■ GIVEN TEXT:
********
A mouse model study of toxicity and biodistribution of a replication defective adenovirus serotype 5 virus with its genome engineered to contain a decoy hyper binding site to sequester and suppress oncogenic HMGA1 as a new cancer treatment therapy

Abstract

The HGMA1 architectural transcription factor is highly overexpressed in many human cancers. Because HMGA1 is a hub for regulation of many oncogenes, its overexpression in cancer plays a central role in cancer progression and therefore HMGA1 is gaining increasing attention as a target for development of therapeutic approaches to suppress either its expression or action in cancer cells. We have developed the strategy of introducing decoy hyper binding sites for HMGA1 into the nucleus of cancer cells with the goal of competetively sequestering overexpressed HMGA1 and thus suppressing its oncogenic action. Towards achieving this goal, we have introduced an HMGA1 decoy hyper binding site composed of six copies of a high affinity HMGA1 binding site into the genome of the replication defective adenovirus serotype 5 genome and shown that the engineered virus effectively reduces the viability of human pancreatic and cancer cells. Here we report the first pre-clinical measures of toxicity and biodistribution of the engineered virus in C57BL/6J Black 6 mice. The immune response to exposure of the engineered virus was determined by assaying the serum levels of key cytokines, IL-6 and TNF-α. Toxicity due to exposure to the virus was determined by measuring the serum levels of the liver enzymes aspartate aminotransferase and alanine aminotransferase. Biodistribution was measured following direct injection into the pancreas or liver by quantifying viral loads in the pancreas, liver, spleen and brain.

Fig 1. Change of body weight after direct injection of virus into the pancreas or liver.

(A) Change of mice body weight after injecting the AdEasy or AdEasy-HMGA-6 virus into the liver. (B) Change of mice body weight after injecting the AdEasy or AdEasy-HMGA-6 virus into the pancreas. Mice were injected with 1.0X10⁸ virus particles/kg of body weight. Data are shown for the 30-day time-period group. Mouse body weight was measured before injection of the viruses or 20 μL PBS (as vehicle control) and monitored until euthanization at indicated time points. The body weight change (on vertical axis) indicates the difference between the weight before injection and the weight at indicated time points. All data represent the means ± SD of three mice.

Fig 2. Determination of virus copy number after injecting virus into the pancreas or liver.
********
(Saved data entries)
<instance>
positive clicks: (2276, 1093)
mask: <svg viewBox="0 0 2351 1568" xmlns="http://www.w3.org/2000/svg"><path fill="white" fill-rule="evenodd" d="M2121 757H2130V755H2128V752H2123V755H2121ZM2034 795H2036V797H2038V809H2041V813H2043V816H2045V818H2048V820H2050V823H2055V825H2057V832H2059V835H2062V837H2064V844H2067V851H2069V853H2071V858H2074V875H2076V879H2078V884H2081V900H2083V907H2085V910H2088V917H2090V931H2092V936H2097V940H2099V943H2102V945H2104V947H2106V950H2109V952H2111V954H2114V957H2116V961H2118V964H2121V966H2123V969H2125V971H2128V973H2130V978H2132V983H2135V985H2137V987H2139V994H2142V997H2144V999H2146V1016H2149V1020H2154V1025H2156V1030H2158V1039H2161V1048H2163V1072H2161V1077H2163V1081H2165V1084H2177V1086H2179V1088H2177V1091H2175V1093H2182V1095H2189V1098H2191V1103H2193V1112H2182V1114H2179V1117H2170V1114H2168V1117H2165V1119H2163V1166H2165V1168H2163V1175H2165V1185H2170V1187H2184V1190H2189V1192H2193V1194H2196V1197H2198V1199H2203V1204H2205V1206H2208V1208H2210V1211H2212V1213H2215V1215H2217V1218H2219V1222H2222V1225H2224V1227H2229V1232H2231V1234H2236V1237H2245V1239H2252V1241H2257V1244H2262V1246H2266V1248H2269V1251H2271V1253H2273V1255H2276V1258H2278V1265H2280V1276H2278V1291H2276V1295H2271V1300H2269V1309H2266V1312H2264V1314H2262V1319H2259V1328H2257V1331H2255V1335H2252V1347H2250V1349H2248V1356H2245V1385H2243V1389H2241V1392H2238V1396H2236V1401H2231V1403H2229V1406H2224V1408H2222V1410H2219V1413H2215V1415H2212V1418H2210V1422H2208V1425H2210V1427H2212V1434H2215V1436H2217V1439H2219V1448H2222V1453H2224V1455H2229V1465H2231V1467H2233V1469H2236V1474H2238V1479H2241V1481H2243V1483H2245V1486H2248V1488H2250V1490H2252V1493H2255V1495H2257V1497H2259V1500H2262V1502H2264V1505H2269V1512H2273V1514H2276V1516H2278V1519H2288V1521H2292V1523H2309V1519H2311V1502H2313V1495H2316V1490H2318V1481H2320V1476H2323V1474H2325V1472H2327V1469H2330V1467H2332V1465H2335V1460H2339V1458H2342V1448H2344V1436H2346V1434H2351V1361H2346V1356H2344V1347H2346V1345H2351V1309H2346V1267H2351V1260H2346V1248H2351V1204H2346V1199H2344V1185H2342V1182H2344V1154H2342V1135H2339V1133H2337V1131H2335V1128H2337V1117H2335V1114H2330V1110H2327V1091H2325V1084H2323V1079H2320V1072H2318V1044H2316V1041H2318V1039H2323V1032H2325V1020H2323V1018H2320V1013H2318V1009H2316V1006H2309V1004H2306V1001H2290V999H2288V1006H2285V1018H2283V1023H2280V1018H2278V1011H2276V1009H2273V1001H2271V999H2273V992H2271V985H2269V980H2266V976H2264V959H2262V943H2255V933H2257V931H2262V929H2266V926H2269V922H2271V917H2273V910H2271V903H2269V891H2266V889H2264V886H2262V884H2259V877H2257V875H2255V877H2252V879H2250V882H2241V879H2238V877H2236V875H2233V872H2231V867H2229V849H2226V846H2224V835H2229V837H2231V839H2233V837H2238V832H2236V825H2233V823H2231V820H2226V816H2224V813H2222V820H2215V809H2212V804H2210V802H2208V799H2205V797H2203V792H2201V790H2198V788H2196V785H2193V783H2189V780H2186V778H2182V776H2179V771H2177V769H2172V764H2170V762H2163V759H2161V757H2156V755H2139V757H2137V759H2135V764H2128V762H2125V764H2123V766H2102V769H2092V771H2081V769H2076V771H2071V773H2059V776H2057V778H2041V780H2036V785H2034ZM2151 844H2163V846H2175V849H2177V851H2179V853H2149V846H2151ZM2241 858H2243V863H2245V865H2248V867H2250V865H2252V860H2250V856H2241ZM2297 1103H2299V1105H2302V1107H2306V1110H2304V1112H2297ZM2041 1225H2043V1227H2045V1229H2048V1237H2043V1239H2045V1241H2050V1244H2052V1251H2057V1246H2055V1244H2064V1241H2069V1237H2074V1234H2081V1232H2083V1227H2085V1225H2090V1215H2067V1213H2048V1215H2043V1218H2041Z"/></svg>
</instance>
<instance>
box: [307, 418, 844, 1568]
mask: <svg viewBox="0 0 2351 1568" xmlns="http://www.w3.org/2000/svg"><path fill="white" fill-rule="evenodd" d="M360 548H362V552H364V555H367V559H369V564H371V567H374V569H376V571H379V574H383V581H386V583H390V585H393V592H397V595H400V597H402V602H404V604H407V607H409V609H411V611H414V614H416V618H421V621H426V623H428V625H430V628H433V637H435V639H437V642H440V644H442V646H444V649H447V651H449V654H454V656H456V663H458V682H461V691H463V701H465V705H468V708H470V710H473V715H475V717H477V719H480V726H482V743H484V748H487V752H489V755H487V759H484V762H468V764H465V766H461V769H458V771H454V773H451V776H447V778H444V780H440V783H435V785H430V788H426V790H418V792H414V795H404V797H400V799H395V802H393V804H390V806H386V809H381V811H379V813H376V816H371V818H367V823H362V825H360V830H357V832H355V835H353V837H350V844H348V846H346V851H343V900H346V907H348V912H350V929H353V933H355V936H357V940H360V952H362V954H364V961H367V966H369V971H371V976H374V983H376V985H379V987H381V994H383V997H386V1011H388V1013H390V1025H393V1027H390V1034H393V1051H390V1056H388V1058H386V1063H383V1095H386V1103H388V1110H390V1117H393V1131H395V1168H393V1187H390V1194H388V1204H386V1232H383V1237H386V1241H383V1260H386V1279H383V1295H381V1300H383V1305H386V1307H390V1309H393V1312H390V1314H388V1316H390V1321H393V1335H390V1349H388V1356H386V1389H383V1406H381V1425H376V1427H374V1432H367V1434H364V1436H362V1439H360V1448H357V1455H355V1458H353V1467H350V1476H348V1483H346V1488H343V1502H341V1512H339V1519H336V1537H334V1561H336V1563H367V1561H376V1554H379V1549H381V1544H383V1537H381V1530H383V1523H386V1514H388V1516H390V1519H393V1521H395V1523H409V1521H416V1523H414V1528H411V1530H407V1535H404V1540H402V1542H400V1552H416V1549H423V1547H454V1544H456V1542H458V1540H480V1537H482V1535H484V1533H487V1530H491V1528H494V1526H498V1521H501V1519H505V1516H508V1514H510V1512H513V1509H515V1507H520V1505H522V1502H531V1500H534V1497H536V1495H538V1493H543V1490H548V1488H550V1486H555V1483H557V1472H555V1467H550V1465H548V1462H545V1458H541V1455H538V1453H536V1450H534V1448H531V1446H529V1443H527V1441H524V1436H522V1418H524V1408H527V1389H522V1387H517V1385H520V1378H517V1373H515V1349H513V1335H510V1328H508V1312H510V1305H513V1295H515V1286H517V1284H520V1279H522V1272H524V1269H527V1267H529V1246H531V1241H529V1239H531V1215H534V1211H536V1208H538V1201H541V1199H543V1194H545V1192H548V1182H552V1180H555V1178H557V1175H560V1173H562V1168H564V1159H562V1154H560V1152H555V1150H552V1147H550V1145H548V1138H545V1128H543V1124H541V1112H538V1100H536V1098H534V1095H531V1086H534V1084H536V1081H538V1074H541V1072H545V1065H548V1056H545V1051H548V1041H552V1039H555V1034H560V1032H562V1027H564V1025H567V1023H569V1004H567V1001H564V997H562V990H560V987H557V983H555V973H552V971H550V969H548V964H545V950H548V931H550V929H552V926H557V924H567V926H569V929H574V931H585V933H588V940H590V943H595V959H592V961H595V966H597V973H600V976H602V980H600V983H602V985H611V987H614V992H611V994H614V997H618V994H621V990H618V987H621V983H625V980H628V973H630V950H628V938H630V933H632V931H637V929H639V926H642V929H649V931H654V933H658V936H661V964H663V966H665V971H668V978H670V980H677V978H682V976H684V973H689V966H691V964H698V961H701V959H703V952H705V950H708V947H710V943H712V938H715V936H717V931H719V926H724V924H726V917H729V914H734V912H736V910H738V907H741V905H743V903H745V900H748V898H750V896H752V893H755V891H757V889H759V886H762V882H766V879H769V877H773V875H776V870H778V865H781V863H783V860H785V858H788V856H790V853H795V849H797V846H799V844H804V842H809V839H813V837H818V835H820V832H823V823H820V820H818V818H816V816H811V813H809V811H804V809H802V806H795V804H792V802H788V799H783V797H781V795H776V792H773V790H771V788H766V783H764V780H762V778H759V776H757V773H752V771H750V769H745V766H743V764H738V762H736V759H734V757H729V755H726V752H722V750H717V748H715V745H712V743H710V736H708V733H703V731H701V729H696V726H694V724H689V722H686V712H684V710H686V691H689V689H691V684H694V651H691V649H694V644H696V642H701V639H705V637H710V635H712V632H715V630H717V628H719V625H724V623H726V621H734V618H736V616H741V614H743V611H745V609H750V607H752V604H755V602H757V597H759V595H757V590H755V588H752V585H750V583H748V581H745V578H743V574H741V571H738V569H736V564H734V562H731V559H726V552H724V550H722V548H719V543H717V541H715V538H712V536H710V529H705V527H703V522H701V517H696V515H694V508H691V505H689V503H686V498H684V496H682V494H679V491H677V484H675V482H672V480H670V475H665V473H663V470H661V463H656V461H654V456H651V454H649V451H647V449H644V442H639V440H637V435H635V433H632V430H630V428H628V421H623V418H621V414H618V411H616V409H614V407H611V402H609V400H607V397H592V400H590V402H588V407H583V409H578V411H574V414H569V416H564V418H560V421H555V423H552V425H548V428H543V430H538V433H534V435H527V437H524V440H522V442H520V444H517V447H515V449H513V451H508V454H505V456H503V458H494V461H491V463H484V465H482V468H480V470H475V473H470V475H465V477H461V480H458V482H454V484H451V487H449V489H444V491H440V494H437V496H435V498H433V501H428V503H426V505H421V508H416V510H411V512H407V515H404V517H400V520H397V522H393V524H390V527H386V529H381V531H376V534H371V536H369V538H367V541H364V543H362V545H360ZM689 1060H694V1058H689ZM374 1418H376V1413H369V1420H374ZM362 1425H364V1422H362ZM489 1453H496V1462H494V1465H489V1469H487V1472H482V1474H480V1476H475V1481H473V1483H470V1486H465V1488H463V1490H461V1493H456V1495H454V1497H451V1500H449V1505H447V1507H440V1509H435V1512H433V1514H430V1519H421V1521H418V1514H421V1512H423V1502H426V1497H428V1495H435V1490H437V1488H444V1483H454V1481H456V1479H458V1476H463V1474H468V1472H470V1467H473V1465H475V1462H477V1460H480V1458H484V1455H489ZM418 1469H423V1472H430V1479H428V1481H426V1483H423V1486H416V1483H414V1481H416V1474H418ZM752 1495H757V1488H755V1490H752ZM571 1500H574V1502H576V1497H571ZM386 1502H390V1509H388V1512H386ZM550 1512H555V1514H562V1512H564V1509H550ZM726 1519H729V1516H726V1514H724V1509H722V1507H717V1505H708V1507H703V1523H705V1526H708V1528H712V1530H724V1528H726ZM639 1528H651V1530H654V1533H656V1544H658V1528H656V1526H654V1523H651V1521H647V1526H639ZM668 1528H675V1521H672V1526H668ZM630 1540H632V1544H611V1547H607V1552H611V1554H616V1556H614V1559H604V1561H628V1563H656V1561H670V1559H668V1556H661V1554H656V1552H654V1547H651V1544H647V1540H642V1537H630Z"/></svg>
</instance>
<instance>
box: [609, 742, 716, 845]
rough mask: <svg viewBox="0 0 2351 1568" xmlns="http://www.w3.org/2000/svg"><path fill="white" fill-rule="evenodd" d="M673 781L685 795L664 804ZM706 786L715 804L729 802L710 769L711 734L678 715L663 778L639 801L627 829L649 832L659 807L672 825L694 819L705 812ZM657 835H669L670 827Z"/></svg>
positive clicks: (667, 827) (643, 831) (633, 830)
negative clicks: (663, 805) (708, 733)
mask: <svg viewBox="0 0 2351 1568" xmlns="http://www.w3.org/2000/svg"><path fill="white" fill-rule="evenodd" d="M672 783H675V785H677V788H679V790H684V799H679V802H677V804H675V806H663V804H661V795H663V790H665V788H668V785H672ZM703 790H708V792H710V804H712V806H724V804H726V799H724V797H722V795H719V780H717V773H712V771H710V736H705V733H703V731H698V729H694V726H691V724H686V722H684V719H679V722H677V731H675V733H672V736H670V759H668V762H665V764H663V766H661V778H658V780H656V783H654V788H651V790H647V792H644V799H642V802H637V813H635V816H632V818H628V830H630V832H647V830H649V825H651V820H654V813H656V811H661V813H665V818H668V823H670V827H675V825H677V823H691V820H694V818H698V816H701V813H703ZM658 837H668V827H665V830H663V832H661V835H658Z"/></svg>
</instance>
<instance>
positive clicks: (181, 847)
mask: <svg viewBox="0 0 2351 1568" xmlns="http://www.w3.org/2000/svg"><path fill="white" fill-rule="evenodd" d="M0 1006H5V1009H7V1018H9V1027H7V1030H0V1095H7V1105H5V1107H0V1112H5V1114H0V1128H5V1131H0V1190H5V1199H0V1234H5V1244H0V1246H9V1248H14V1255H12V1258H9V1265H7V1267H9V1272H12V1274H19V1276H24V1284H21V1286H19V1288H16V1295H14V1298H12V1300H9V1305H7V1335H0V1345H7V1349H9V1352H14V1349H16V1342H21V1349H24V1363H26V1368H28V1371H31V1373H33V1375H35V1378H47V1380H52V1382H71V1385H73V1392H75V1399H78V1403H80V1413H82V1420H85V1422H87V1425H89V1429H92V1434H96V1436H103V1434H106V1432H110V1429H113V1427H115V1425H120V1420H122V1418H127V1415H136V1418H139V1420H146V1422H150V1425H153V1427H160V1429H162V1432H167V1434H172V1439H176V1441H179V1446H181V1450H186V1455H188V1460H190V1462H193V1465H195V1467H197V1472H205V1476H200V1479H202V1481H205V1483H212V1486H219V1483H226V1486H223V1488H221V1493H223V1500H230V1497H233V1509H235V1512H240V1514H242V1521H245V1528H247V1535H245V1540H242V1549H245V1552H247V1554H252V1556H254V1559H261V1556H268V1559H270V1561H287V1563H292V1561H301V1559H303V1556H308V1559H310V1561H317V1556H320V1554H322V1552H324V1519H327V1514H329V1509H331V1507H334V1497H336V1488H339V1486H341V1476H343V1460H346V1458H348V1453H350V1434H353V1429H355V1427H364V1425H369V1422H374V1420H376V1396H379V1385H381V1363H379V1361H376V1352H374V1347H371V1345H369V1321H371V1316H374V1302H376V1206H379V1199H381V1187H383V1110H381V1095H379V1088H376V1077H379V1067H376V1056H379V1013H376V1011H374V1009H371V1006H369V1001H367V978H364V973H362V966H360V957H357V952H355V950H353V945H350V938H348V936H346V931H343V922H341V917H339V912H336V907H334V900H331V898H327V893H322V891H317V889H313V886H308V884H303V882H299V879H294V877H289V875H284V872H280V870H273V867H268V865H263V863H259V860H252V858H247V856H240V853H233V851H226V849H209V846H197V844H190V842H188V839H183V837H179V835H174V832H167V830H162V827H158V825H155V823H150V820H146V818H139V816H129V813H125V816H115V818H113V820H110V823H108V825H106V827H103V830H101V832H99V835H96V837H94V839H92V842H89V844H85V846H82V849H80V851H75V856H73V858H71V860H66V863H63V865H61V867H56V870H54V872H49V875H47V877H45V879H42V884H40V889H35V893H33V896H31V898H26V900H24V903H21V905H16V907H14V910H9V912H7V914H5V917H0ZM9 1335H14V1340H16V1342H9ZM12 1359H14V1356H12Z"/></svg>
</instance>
********
■ WORK INSTRUCTION A:
In the adenovirus study text, which two liver enzymes were measured in serum to determine toxicity?
■ WORK INSTRUCTION B:
Carry the adenovirus study text on past its last line.

■ EXPECTED ANSWER A:
Aspartate aminotransferase and alanine aminotransferase.

■ EXPECTED ANSWER B:
(A) Viral copy number in different organs after injecting AdEasy into the liver. (B) Viral copy number in different organs after injecting AdEasy-HMGA-6 into the liver. (C) Viral copy number in different organs after injecting AdEasy into the pancreas. (D) Viral copy number in different organs after injecting AdEasy-HMGA-6 into the pancreas. Mice were injected with 1.0X10⁸ virus particles/kg of body weight. Viral copy numbers were determined by qRT PCR using five microliters of total genomic DNA isolated from each tissue as template. The AdEasy and AdEasy-HMGA-6 groups had n = 12 and liver, pancreas, spleen and brain were collected 6h, 3, 7, 10 and 30 days post-injection. Tissues from the vehicle control group (n = 3) were collected after 3 days. The sham control group (n = 3) did not undergo any surgical procedure. Quantification cycle (Cq) values less than the negative control were considered negative. All data represent the means ± SD of three mice.

Fig 3. Determination of serum TNFα and IL-6 following injection with virus.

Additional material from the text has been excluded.